No time to play in the garden today but tomorrow looks hopeful!

Melanie

8 comments:

Gail said...

I love these sweet flowers and even like the weedy Geranium robertianum! They are the gardens unsung heroes! gail

Sheila said...

I was just talking to someone the other day about how unappreciated geraniums were in the garden. Your are lovely.

Tatyana said...

Nice post. I love hardy geraniums, need to get more for my garden. They grow well under the big fur trees where not many other plants do well. You gave me some names, thanks!

gittan said...

I haven't got any of those... yeat. But the do look great / gittan

http://gittans.tradgardsblogg.se

Creative Country Mom said...

I have two kinds, a pure white and the lilac one. Sorry, I have no idea the names. Like you they we're from other gardeners. Mine took a full year to take off, then wow... they are a boomin' now. I had 5 in the very front of a border I moved out, and transpalanted them LATE last fall. They died to the ground (When my other starts still looked good), but all came back bigger and stronger this year. I now have them planted at the feet of my roses next to the porch swing. They only bloom once for me, but they are wonderful foilage and pretty in bloom. Great post! ~Brooke

Melanie said...

Listed records:
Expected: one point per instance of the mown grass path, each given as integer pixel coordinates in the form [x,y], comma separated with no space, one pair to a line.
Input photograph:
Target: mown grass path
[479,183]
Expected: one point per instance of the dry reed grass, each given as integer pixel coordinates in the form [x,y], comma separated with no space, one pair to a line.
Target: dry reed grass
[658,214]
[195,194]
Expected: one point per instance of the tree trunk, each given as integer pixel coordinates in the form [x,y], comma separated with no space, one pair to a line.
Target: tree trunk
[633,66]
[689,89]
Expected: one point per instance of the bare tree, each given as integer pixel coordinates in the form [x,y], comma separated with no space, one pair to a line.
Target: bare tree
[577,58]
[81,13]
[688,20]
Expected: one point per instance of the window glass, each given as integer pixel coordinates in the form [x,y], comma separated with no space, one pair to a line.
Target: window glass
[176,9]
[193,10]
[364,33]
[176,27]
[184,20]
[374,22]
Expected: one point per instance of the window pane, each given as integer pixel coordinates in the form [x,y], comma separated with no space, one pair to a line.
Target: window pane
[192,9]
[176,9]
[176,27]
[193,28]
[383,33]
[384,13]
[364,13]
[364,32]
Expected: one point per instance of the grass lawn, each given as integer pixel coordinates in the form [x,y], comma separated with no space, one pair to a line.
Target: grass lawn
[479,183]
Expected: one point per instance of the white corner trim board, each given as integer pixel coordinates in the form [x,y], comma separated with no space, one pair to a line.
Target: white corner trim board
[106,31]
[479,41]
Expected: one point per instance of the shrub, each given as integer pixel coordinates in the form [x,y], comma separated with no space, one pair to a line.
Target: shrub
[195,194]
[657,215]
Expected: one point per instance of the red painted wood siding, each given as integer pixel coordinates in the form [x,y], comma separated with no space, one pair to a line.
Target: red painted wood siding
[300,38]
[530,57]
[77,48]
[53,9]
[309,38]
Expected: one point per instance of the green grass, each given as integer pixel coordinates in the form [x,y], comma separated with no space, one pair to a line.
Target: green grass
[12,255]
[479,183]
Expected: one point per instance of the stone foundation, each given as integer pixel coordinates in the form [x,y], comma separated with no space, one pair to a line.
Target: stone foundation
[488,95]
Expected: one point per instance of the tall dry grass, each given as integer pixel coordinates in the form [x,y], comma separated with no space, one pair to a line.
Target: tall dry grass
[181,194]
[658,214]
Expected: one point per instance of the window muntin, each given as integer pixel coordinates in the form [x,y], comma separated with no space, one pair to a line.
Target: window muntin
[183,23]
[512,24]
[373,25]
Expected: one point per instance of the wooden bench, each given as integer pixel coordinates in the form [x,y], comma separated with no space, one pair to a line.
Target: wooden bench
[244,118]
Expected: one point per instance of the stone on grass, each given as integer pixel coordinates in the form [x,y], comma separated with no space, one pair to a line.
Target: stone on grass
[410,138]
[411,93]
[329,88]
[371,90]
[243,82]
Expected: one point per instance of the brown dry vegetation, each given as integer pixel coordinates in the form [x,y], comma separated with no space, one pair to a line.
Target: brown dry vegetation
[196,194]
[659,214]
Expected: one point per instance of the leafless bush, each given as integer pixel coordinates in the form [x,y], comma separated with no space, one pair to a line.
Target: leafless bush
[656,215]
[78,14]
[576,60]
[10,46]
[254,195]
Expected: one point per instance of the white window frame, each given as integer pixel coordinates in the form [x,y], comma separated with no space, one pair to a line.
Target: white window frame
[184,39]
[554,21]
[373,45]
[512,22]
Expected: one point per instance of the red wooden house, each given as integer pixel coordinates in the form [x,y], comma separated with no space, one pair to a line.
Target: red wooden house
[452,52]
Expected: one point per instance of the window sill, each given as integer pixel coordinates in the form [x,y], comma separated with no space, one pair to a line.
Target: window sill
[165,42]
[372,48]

Task list:
**a)** Give the passage of the geranium blog comments again, beginning at "Creative Country Mom" and stopping after "Melanie said...", and substitute "garden bench" for "porch swing".
**b)** Carry on the geranium blog comments from the point where the text ends.

Final answers:
**a)**
Creative Country Mom said...

I have two kinds, a pure white and the lilac one. Sorry, I have no idea the names. Like you they we're from other gardeners. Mine took a full year to take off, then wow... they are a boomin' now. I had 5 in the very front of a border I moved out, and transpalanted them LATE last fall. They died to the ground (When my other starts still looked good), but all came back bigger and stronger this year. I now have them planted at the feet of my roses next to the garden bench. They only bloom once for me, but they are wonderful foilage and pretty in bloom. Great post! ~Brooke

Melanie said...

**b)**
It still fails to amaze me that the garden centers aren't carrying more of these beauties, especially after finding out last year how well they handle division.

I'm glad to see lots of you are growing them or will be trying them in your gardens :-)

garden girl said...

I have the very pale pink one too Melanie, and it's a beautiful, sturdy plant. I love the evergreen (and red!) foliage.

They do spread, but so far I haven't found them to be at all invasive in my zone 5 dry shade garden. If they start to get too large, they are very easily reduced in size.

jennahsgarden said...

I've been wanting to try some hardy generaniums. My mom always does the red annual ones every summer, and I never knew there was a perennial version for Z7 till recently.

I have a coupon to a local nursery that I'm trying to use this week - hardy geraniums may be my pick! Love anything that is semi-evergreen. How long do the blooms last? Do they rebloom generally? hmm.